>> Begin TEXT SECTION

First some background: A friend has a 1989 61ft Hatteras (nice roomy, well built boat, great Bahama cruiser). Back in the day it was built to plane with twin 12v71’s. Repowering to make it a real LRC or trawler speed boat would be very expensive. Lately, he has been running it around at trawler speed. He can either run both engines just above idle, or run one engine at a time (the preferable option). Running on one engine he can get about one gallon per mile at 8kts. The boat has a modern autopilot which tracks ok under one engine.

We recently brought the boat back up from the Bahamas to New Orleans and while sitting around the pilothouse during the trip we debated the pros and cons of repowering along with other ideas to help run the boat more efficiently. We started thinking about removing one prop for the bulk of the Gulf crossing. We could pull one prop in the shallows on the Gulf side of the Keys and reinstall it in the Mississippi Sound or vice versa. Obviously, pulling a prop for the crossing would eliminate the redundancy of the main engines and reduce maneuverability (though the thruster helps in that regard). Without the deadhead prop, the boat would track better with less drag and eliminate the shaft and gear rotation (the Twin Disc people say the gear can take the free rotation as long as the engine is started and run every 8 hours).

>> End TEXT SECTION
>> Begin ENTRIES

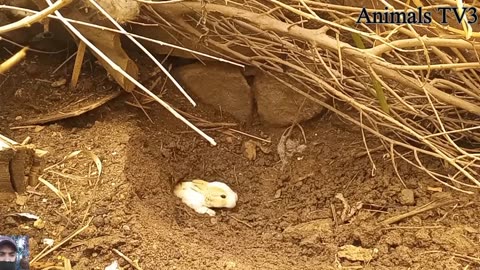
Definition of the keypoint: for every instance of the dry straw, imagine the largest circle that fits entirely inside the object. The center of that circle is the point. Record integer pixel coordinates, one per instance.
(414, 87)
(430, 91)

>> End ENTRIES
>> Begin ENTRIES

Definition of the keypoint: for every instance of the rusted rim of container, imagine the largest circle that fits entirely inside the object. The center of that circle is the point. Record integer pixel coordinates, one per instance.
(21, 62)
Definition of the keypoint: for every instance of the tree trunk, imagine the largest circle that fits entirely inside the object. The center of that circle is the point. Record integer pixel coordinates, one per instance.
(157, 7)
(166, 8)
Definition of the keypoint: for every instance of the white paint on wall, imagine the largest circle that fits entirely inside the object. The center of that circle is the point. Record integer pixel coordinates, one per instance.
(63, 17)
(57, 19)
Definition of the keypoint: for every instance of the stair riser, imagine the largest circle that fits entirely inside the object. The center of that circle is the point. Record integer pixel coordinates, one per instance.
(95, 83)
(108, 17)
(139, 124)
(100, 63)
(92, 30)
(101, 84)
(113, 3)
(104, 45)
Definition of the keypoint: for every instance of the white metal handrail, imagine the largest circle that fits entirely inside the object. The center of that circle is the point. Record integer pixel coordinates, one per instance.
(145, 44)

>> End ENTRIES

**THINGS TO DO**:
(A) Print the passage of the Hatteras text that begins at the words "First some background: A" and stops after the words "under one engine.", matching it character for character.
(B) Tally the rows in both blocks that contain the string "riser" (case-sensitive), and give only the resulting number.

**TASK SOLUTIONS**:
(A)
First some background: A friend has a 1989 61ft Hatteras (nice roomy, well built boat, great Bahama cruiser). Back in the day it was built to plane with twin 12v71’s. Repowering to make it a real LRC or trawler speed boat would be very expensive. Lately, he has been running it around at trawler speed. He can either run both engines just above idle, or run one engine at a time (the preferable option). Running on one engine he can get about one gallon per mile at 8kts. The boat has a modern autopilot which tracks ok under one engine.

(B) 1